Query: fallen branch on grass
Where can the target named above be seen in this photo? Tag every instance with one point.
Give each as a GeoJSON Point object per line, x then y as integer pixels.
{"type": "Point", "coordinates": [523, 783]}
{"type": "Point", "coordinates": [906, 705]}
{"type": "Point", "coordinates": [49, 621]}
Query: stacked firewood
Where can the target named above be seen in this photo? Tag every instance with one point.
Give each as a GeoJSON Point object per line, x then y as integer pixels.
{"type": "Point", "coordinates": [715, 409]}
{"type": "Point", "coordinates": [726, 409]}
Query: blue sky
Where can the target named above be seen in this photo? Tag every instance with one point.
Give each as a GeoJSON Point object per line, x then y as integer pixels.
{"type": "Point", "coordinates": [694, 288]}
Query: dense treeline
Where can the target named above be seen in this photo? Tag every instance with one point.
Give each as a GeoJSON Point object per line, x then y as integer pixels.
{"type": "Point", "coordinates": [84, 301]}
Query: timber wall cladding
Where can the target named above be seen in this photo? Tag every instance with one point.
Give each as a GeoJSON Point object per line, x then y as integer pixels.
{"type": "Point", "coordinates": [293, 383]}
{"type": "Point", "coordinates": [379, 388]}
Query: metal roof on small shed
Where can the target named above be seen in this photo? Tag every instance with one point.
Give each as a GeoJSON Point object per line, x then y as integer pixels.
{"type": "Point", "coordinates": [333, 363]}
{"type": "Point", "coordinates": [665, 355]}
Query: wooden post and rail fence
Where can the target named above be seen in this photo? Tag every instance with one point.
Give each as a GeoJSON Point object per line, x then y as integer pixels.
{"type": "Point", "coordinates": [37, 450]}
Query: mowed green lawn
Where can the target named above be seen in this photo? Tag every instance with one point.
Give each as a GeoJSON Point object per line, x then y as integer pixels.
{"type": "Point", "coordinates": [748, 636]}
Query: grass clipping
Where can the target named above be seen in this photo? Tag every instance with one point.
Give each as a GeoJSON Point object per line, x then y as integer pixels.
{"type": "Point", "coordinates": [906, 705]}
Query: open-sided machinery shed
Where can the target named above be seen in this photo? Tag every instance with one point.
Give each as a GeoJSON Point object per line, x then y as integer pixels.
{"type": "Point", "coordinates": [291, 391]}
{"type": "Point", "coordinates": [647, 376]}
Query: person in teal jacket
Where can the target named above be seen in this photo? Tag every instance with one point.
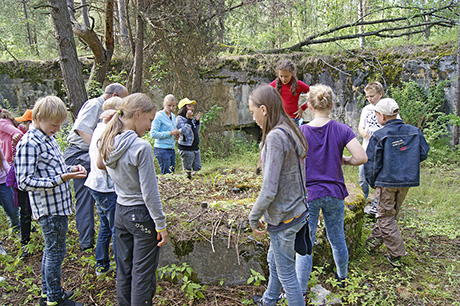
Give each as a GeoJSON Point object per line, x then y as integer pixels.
{"type": "Point", "coordinates": [164, 132]}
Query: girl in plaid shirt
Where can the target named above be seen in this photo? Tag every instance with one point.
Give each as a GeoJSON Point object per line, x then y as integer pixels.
{"type": "Point", "coordinates": [41, 170]}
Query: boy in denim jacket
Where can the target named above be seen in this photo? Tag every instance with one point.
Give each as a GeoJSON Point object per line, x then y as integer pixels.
{"type": "Point", "coordinates": [394, 155]}
{"type": "Point", "coordinates": [41, 170]}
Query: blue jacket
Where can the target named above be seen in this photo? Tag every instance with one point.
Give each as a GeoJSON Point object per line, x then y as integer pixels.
{"type": "Point", "coordinates": [185, 125]}
{"type": "Point", "coordinates": [395, 152]}
{"type": "Point", "coordinates": [161, 126]}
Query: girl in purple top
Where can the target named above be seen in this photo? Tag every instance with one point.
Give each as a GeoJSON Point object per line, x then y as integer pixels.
{"type": "Point", "coordinates": [324, 179]}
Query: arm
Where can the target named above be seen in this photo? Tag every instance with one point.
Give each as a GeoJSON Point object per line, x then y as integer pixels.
{"type": "Point", "coordinates": [358, 156]}
{"type": "Point", "coordinates": [375, 161]}
{"type": "Point", "coordinates": [85, 136]}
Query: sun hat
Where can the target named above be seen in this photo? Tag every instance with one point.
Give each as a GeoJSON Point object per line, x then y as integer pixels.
{"type": "Point", "coordinates": [387, 107]}
{"type": "Point", "coordinates": [26, 117]}
{"type": "Point", "coordinates": [185, 101]}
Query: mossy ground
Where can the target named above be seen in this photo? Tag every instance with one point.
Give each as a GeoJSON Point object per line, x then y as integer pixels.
{"type": "Point", "coordinates": [429, 277]}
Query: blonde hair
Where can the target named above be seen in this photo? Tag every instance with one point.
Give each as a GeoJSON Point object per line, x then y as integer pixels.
{"type": "Point", "coordinates": [169, 98]}
{"type": "Point", "coordinates": [271, 99]}
{"type": "Point", "coordinates": [127, 109]}
{"type": "Point", "coordinates": [49, 109]}
{"type": "Point", "coordinates": [321, 97]}
{"type": "Point", "coordinates": [5, 114]}
{"type": "Point", "coordinates": [375, 86]}
{"type": "Point", "coordinates": [112, 103]}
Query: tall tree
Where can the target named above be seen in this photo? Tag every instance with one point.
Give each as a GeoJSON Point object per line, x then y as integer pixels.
{"type": "Point", "coordinates": [68, 59]}
{"type": "Point", "coordinates": [123, 24]}
{"type": "Point", "coordinates": [139, 48]}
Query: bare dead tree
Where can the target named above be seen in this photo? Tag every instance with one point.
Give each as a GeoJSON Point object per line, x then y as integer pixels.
{"type": "Point", "coordinates": [102, 55]}
{"type": "Point", "coordinates": [393, 30]}
{"type": "Point", "coordinates": [68, 59]}
{"type": "Point", "coordinates": [139, 48]}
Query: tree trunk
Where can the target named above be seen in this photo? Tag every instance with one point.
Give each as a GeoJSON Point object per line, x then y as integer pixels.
{"type": "Point", "coordinates": [455, 132]}
{"type": "Point", "coordinates": [123, 24]}
{"type": "Point", "coordinates": [139, 52]}
{"type": "Point", "coordinates": [68, 59]}
{"type": "Point", "coordinates": [361, 6]}
{"type": "Point", "coordinates": [102, 56]}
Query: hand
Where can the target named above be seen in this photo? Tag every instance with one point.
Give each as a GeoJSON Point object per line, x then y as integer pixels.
{"type": "Point", "coordinates": [259, 232]}
{"type": "Point", "coordinates": [162, 237]}
{"type": "Point", "coordinates": [298, 114]}
{"type": "Point", "coordinates": [16, 137]}
{"type": "Point", "coordinates": [174, 132]}
{"type": "Point", "coordinates": [346, 160]}
{"type": "Point", "coordinates": [107, 115]}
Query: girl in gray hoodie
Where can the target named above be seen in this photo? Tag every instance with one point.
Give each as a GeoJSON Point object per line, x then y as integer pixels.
{"type": "Point", "coordinates": [140, 223]}
{"type": "Point", "coordinates": [281, 200]}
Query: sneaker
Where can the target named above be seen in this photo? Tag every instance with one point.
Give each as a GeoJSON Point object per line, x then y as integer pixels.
{"type": "Point", "coordinates": [373, 244]}
{"type": "Point", "coordinates": [101, 270]}
{"type": "Point", "coordinates": [341, 281]}
{"type": "Point", "coordinates": [395, 261]}
{"type": "Point", "coordinates": [25, 251]}
{"type": "Point", "coordinates": [2, 250]}
{"type": "Point", "coordinates": [67, 296]}
{"type": "Point", "coordinates": [257, 300]}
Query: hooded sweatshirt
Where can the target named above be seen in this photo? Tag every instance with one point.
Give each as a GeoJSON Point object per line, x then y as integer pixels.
{"type": "Point", "coordinates": [132, 170]}
{"type": "Point", "coordinates": [281, 197]}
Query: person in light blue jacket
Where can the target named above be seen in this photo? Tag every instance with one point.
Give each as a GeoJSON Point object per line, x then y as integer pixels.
{"type": "Point", "coordinates": [164, 132]}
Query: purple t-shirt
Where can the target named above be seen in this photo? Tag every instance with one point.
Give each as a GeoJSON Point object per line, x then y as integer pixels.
{"type": "Point", "coordinates": [323, 165]}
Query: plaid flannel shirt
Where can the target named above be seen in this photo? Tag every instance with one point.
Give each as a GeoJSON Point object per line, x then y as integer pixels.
{"type": "Point", "coordinates": [39, 165]}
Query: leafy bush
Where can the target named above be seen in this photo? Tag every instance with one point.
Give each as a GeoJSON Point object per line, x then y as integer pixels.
{"type": "Point", "coordinates": [423, 108]}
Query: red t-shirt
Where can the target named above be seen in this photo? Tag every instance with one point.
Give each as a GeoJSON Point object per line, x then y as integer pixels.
{"type": "Point", "coordinates": [290, 102]}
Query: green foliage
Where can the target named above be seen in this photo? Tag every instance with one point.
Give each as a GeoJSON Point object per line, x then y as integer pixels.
{"type": "Point", "coordinates": [183, 274]}
{"type": "Point", "coordinates": [256, 278]}
{"type": "Point", "coordinates": [95, 89]}
{"type": "Point", "coordinates": [423, 109]}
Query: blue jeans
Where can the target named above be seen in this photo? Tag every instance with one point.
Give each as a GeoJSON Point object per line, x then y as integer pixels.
{"type": "Point", "coordinates": [105, 204]}
{"type": "Point", "coordinates": [54, 230]}
{"type": "Point", "coordinates": [362, 181]}
{"type": "Point", "coordinates": [191, 160]}
{"type": "Point", "coordinates": [282, 267]}
{"type": "Point", "coordinates": [84, 205]}
{"type": "Point", "coordinates": [333, 211]}
{"type": "Point", "coordinates": [166, 159]}
{"type": "Point", "coordinates": [7, 202]}
{"type": "Point", "coordinates": [138, 255]}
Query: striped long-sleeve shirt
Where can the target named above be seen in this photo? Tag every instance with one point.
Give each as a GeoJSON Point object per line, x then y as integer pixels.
{"type": "Point", "coordinates": [39, 167]}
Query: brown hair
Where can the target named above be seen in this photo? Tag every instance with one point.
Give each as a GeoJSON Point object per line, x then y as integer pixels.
{"type": "Point", "coordinates": [287, 66]}
{"type": "Point", "coordinates": [321, 97]}
{"type": "Point", "coordinates": [271, 99]}
{"type": "Point", "coordinates": [130, 104]}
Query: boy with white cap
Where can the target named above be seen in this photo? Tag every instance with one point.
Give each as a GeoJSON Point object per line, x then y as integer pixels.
{"type": "Point", "coordinates": [394, 155]}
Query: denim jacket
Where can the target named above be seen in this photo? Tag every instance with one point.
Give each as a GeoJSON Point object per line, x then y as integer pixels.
{"type": "Point", "coordinates": [185, 125]}
{"type": "Point", "coordinates": [395, 152]}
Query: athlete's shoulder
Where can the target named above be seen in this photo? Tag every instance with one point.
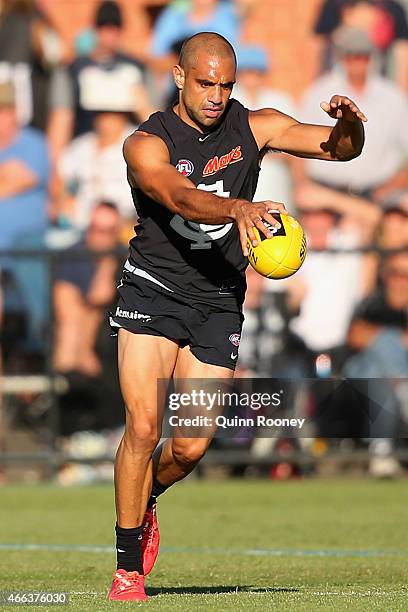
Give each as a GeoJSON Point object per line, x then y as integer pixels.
{"type": "Point", "coordinates": [143, 147]}
{"type": "Point", "coordinates": [235, 108]}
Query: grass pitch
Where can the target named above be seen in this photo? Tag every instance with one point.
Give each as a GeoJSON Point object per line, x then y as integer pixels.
{"type": "Point", "coordinates": [236, 545]}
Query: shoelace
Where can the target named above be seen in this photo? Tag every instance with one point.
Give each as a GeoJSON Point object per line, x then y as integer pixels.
{"type": "Point", "coordinates": [125, 583]}
{"type": "Point", "coordinates": [150, 532]}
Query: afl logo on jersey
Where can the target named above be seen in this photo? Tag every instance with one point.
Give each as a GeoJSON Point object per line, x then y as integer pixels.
{"type": "Point", "coordinates": [234, 339]}
{"type": "Point", "coordinates": [185, 167]}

********

Problem requirements> Nothing but the lines from the line containing "Query: denim jacket" through the last line of the material may be output, and they must be copied exactly, without pictures.

Exercise result>
Query: denim jacket
Where can the target named above be seen in this photo? Tag every instance with one point.
Give each as a GeoJSON Point object per line, x then y as integer pixels.
{"type": "Point", "coordinates": [185, 125]}
{"type": "Point", "coordinates": [395, 152]}
Query: athlete's shoulder
Where can the target named above be seen in this photo? Tag every instance with one point.
Give each as a GeoJSON Point object per line, x then y as integer pixels.
{"type": "Point", "coordinates": [143, 147]}
{"type": "Point", "coordinates": [235, 108]}
Query: grass pitch
Where can the target named above be seen in this photo? Tag every instance with one point.
Give each as a GeoJSON Point object per line, x then y as integer pixels.
{"type": "Point", "coordinates": [236, 545]}
Query: shoelace
Where can the target named above be seen in this photo? Tag every instance with one point.
Give each as a GeoJSON Point object per line, x then y as integer pixels.
{"type": "Point", "coordinates": [125, 583]}
{"type": "Point", "coordinates": [150, 532]}
Query: afl logo on jersey
Where can the target named above be seen in this photo? Tag every instance with one point.
Give each as a GeoJSON Point object per line, x then y as integer pixels.
{"type": "Point", "coordinates": [234, 339]}
{"type": "Point", "coordinates": [185, 167]}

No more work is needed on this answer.